■ **TASK INPUT**:
## Begin

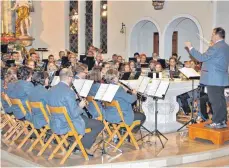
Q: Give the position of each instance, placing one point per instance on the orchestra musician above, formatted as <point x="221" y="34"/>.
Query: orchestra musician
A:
<point x="39" y="94"/>
<point x="125" y="101"/>
<point x="214" y="75"/>
<point x="94" y="75"/>
<point x="22" y="89"/>
<point x="63" y="95"/>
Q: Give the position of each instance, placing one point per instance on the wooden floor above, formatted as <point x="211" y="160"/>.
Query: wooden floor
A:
<point x="178" y="144"/>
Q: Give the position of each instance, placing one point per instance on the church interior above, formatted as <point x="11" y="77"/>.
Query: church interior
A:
<point x="112" y="83"/>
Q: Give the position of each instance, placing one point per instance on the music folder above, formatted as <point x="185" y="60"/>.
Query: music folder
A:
<point x="190" y="73"/>
<point x="126" y="76"/>
<point x="106" y="92"/>
<point x="157" y="88"/>
<point x="83" y="86"/>
<point x="55" y="81"/>
<point x="137" y="74"/>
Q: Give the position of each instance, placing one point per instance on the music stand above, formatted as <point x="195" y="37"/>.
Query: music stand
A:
<point x="42" y="50"/>
<point x="156" y="132"/>
<point x="192" y="120"/>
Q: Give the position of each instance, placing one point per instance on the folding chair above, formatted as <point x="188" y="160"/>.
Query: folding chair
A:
<point x="8" y="120"/>
<point x="27" y="126"/>
<point x="129" y="129"/>
<point x="100" y="117"/>
<point x="63" y="139"/>
<point x="43" y="131"/>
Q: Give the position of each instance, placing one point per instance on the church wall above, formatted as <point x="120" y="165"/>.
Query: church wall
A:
<point x="49" y="26"/>
<point x="130" y="13"/>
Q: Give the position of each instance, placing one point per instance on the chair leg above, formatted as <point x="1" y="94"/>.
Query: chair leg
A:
<point x="60" y="143"/>
<point x="26" y="138"/>
<point x="37" y="140"/>
<point x="46" y="145"/>
<point x="82" y="148"/>
<point x="68" y="153"/>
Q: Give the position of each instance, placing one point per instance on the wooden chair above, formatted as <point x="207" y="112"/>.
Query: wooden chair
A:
<point x="43" y="131"/>
<point x="28" y="128"/>
<point x="100" y="117"/>
<point x="73" y="132"/>
<point x="8" y="120"/>
<point x="129" y="129"/>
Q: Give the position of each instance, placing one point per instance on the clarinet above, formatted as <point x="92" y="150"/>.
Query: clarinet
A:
<point x="85" y="108"/>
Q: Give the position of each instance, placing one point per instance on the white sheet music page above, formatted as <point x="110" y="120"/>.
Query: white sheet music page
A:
<point x="78" y="83"/>
<point x="162" y="88"/>
<point x="143" y="84"/>
<point x="189" y="72"/>
<point x="86" y="88"/>
<point x="110" y="92"/>
<point x="55" y="81"/>
<point x="100" y="93"/>
<point x="152" y="87"/>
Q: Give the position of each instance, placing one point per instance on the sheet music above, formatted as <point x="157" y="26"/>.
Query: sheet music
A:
<point x="78" y="83"/>
<point x="101" y="91"/>
<point x="152" y="87"/>
<point x="189" y="72"/>
<point x="55" y="81"/>
<point x="203" y="39"/>
<point x="110" y="92"/>
<point x="143" y="84"/>
<point x="161" y="90"/>
<point x="86" y="88"/>
<point x="139" y="81"/>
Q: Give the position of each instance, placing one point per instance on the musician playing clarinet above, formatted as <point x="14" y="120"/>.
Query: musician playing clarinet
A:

## End

■ **GOAL**: Images do not belong in the copy; reproduce all other parts of the records above verbatim.

■ **TASK SOLUTION**:
Q: Give the position of each instance, placing one point per instance on the orchestra musician above, formatted as <point x="221" y="34"/>.
Query: orchestra musician
A:
<point x="39" y="94"/>
<point x="125" y="101"/>
<point x="214" y="75"/>
<point x="94" y="75"/>
<point x="22" y="89"/>
<point x="63" y="95"/>
Q: Give the position of each instance, placing one point per instance on the wooden floor above, formatted as <point x="211" y="160"/>.
Query: wooden floor
A:
<point x="178" y="144"/>
Q: Give the position of each instance, placing one point per instance on the church interior above, formatted as <point x="11" y="77"/>.
Query: church interior
A:
<point x="112" y="83"/>
Q: Give the position of each instance, placing one point per instance on the music folder above, formatted as <point x="185" y="60"/>.
Query: music folder
A:
<point x="190" y="73"/>
<point x="126" y="76"/>
<point x="106" y="92"/>
<point x="157" y="88"/>
<point x="83" y="86"/>
<point x="55" y="81"/>
<point x="137" y="74"/>
Q: Give the position of each instance, placing one point per instance on the music stand above, formatted as <point x="195" y="37"/>.
Query: music stand
A:
<point x="42" y="50"/>
<point x="156" y="132"/>
<point x="192" y="120"/>
Q: Give the position of each instance, placing one point per instance on the folding chair above, formatted as <point x="188" y="160"/>.
Query: folding chair
A:
<point x="8" y="120"/>
<point x="27" y="126"/>
<point x="129" y="129"/>
<point x="100" y="117"/>
<point x="63" y="139"/>
<point x="43" y="131"/>
Q: Give the position of each instance, placing one point per instance on the church wall above, formatted as <point x="120" y="165"/>.
Query: church wall
A:
<point x="49" y="26"/>
<point x="130" y="13"/>
Q: Give the position of each instance, placing one point per instance on the chair leg above, formatted as <point x="1" y="94"/>.
Query: chair leg
A:
<point x="60" y="143"/>
<point x="26" y="138"/>
<point x="37" y="140"/>
<point x="46" y="145"/>
<point x="82" y="148"/>
<point x="68" y="153"/>
Q: Give the position of each instance, placing one point per instance on the wooden chair above, formatted as <point x="207" y="112"/>.
Query: wooden chair
A:
<point x="43" y="131"/>
<point x="28" y="128"/>
<point x="100" y="117"/>
<point x="73" y="132"/>
<point x="8" y="120"/>
<point x="129" y="129"/>
Q: Give the position of each instance, placing one point per instance on the clarinet above, formatted as <point x="92" y="150"/>.
Query: clarinet
A:
<point x="85" y="108"/>
Q: Give the position of each instance, placing one point per instance on the white sheet music page above, formatted as <point x="110" y="120"/>.
Query: white sheet music page
A:
<point x="78" y="83"/>
<point x="162" y="88"/>
<point x="143" y="84"/>
<point x="189" y="72"/>
<point x="86" y="88"/>
<point x="110" y="92"/>
<point x="55" y="81"/>
<point x="100" y="93"/>
<point x="152" y="87"/>
Q: Give the position of each instance, placing one point per instance on the sheet music above, formatted as <point x="157" y="26"/>.
Query: sheet music
A:
<point x="78" y="83"/>
<point x="101" y="91"/>
<point x="152" y="87"/>
<point x="189" y="72"/>
<point x="55" y="81"/>
<point x="203" y="39"/>
<point x="110" y="92"/>
<point x="143" y="84"/>
<point x="161" y="90"/>
<point x="86" y="88"/>
<point x="139" y="81"/>
Q: Give the position of each instance, placing one point per instance on the musician playing clarinet above, formatted as <point x="14" y="120"/>.
Query: musician playing clarinet
A:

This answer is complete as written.